__YOUR TASK__:
Transcribe the records below exactly as they appear, omitting any pictures.

>> START

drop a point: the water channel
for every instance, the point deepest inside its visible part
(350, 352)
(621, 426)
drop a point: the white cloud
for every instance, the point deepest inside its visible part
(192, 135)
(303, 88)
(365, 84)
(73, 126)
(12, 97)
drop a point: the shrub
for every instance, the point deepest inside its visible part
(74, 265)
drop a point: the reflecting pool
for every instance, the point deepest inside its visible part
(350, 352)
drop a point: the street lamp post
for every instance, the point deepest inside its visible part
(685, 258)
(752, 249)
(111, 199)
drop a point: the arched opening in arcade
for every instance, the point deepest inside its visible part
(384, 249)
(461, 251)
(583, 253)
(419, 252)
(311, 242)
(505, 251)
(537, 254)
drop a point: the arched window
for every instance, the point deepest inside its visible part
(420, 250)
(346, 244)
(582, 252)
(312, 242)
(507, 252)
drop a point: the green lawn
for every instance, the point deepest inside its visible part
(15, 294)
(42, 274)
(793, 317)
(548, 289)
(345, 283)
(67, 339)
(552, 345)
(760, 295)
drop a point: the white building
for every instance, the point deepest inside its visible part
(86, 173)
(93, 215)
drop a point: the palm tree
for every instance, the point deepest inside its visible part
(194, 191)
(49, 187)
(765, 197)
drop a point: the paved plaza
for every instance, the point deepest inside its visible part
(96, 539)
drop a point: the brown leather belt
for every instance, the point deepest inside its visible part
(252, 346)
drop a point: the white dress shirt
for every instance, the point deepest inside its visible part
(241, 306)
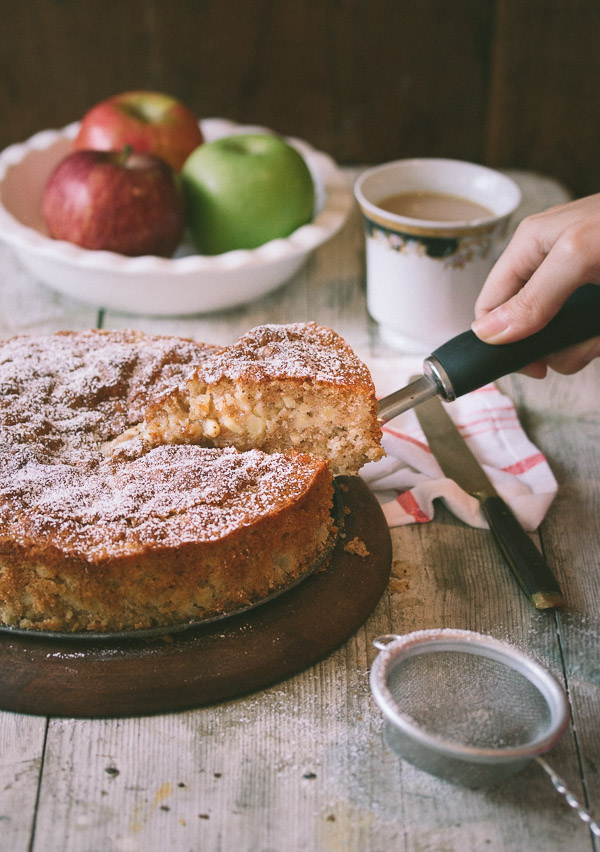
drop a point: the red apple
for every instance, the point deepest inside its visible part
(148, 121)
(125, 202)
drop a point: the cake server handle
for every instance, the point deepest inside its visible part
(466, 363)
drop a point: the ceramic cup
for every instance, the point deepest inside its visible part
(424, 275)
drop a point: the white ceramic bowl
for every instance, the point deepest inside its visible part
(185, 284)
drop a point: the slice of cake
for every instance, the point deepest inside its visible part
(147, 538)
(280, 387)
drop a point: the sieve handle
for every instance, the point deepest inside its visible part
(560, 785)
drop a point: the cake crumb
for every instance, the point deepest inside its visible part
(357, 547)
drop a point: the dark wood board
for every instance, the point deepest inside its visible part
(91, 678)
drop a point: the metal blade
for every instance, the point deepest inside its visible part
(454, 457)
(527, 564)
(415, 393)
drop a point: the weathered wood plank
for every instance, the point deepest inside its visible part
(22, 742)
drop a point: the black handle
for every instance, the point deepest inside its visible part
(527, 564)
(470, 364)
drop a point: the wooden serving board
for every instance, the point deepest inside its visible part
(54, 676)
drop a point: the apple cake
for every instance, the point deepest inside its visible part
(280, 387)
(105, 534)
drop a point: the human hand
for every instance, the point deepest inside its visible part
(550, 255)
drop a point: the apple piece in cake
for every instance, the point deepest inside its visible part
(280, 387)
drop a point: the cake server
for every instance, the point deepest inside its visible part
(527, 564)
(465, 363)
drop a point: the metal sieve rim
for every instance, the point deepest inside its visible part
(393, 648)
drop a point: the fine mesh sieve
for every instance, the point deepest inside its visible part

>> END

__EXERCISE SOLUTION__:
drop a point: the water channel
for every instance, the point deepest inside its visible part
(350, 352)
(621, 426)
drop a point: the white cloud
for every instance, the point deepest inside its visible part
(192, 135)
(303, 88)
(365, 84)
(73, 126)
(12, 97)
drop a point: the shrub
for every instance, the point deepest inside its visible part
(74, 265)
drop a point: the reflecting pool
for every instance, the point deepest inside its visible part
(350, 352)
drop a point: the street lamp post
for every instance, the point deepest inside its visible part
(685, 258)
(752, 249)
(111, 199)
drop a point: the arched opening in arcade
for every instance, the point deepest inside its visible part
(384, 249)
(461, 251)
(583, 253)
(419, 252)
(311, 242)
(505, 251)
(537, 254)
drop a point: the arched window
for every instance, the point deepest inside its visible part
(420, 250)
(346, 244)
(582, 252)
(312, 242)
(507, 252)
drop a point: the green lawn
for every instance, the point deepest inside its visible part
(15, 294)
(42, 274)
(793, 317)
(548, 289)
(345, 283)
(67, 339)
(552, 345)
(760, 295)
drop a point: the white building
for every instance, the point deepest inside its visible part
(86, 173)
(93, 215)
drop a point: the palm tree
for every instance, the point deepest inside its visible part
(194, 191)
(49, 187)
(765, 197)
drop a point: the paved plaza
for every instance, the point deepest inside its visible part
(96, 539)
drop a point: the brown leather belt
for every instance, the point deepest inside its visible part
(252, 346)
drop a point: the white dress shirt
for every instance, the point deepest inside its visible part
(241, 306)
drop a point: the red apple
for every instance, the point deepest inside its visible part
(148, 121)
(125, 202)
drop a point: the cake server handle
for every instance, the point deepest inside its visible part
(466, 363)
drop a point: the ceramic cup
for every instance, the point deepest inside its visible part
(424, 275)
drop a point: the white ceramic bowl
for every instance, the point deepest inside its visible part
(185, 284)
drop a point: the slice of cake
for every instance, the point deepest inside its visible part
(147, 538)
(280, 387)
drop a point: the sieve handle
for every instance, the point deepest inside its visible part
(560, 785)
drop a point: the cake crumb
for every instance, the point deepest inside its visible part
(357, 547)
drop a point: the dark wood board
for every instance, the point deepest inside its visible part
(91, 678)
drop a point: the metal blade
for every instance, the point deepest inside its visible part
(454, 457)
(527, 564)
(415, 393)
drop a point: the weathered wood plank
for every instance, the point deepest inside its visible part
(22, 742)
drop a point: the black handle
for every instance, the point deepest inside its visible part
(527, 564)
(470, 364)
drop a point: the wooden serving board
for every instance, the point deepest inside its visible part
(54, 676)
drop a point: the apple cake
for every instance, the point deepest inside its visible part
(280, 387)
(105, 534)
drop a point: the human hand
for every instance, the point deepest inside its visible part
(550, 255)
drop a point: the apple piece in cake
for every instance, the point deepest inside its visible part
(280, 387)
drop a point: the cake server
for every instance, the point deepest inside its visible part
(527, 564)
(465, 363)
drop a point: the metal sieve rim
for every instance, the point deepest inside its visible part
(393, 648)
drop a point: the fine mesh sieve
for every instance, the point deepest inside its visible part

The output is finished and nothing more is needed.